- **What you have to do**
Starting with the line that contains "Indicate every instance of the sloped", reproduce each line through the end of the listing below, with no other output.

- **Record excerpts**
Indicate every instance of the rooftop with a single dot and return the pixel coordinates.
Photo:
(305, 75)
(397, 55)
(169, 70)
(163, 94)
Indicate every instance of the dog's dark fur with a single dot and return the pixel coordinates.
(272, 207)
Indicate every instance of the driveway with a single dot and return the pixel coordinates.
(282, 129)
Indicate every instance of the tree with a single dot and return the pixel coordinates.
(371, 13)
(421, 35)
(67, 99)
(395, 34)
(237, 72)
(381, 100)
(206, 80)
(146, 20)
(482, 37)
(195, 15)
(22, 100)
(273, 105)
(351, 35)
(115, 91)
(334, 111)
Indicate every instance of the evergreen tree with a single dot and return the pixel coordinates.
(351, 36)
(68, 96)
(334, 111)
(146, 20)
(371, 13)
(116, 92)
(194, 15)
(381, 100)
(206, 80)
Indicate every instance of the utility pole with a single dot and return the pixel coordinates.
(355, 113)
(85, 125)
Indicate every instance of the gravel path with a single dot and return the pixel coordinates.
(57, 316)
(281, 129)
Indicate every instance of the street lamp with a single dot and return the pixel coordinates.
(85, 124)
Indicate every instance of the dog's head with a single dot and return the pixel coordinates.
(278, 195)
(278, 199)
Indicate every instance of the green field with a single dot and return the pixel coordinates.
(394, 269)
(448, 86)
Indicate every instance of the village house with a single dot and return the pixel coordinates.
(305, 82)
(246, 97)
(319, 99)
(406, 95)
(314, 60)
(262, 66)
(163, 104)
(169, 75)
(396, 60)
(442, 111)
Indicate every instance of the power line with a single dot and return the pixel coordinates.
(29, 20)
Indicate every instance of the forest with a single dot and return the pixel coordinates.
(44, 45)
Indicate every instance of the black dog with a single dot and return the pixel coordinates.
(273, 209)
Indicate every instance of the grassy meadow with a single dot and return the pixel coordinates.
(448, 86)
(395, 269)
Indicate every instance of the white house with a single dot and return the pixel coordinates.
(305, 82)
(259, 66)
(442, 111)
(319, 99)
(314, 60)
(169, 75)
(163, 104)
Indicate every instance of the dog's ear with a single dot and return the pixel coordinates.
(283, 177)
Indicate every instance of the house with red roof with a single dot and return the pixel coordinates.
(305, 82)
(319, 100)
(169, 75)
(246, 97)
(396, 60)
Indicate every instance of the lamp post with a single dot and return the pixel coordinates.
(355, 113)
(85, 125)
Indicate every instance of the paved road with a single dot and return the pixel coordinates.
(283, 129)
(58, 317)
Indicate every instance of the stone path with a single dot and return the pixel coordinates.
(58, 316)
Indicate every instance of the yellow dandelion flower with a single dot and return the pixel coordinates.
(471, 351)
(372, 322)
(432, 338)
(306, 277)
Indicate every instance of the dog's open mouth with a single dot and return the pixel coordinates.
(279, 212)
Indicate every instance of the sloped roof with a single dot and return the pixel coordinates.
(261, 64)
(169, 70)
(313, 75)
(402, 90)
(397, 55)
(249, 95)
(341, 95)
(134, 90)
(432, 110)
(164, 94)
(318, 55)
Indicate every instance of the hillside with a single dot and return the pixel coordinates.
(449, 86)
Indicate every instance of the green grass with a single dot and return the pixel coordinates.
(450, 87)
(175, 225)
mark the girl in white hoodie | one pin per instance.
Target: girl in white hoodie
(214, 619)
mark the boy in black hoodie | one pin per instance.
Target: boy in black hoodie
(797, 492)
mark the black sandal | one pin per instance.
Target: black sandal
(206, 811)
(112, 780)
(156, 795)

- **Solution below**
Indicate every instance of the sloped roof with a single dot and return the pixel coordinates.
(261, 64)
(169, 70)
(313, 75)
(402, 90)
(397, 55)
(249, 95)
(341, 95)
(134, 90)
(432, 110)
(164, 94)
(318, 55)
Indicate every instance of the hillside with a single dot and return the pixel coordinates.
(449, 86)
Indicate every instance of the green grass with a single dot and return the pixel coordinates.
(450, 87)
(175, 225)
mark the girl in white hoodie | one pin per instance.
Target: girl in white hoodie
(214, 619)
mark the boy in black hoodie | one pin per instance.
Target: boy in black hoodie
(797, 492)
mark the black sandal | one pin per instance.
Target: black sandal
(206, 811)
(112, 780)
(156, 795)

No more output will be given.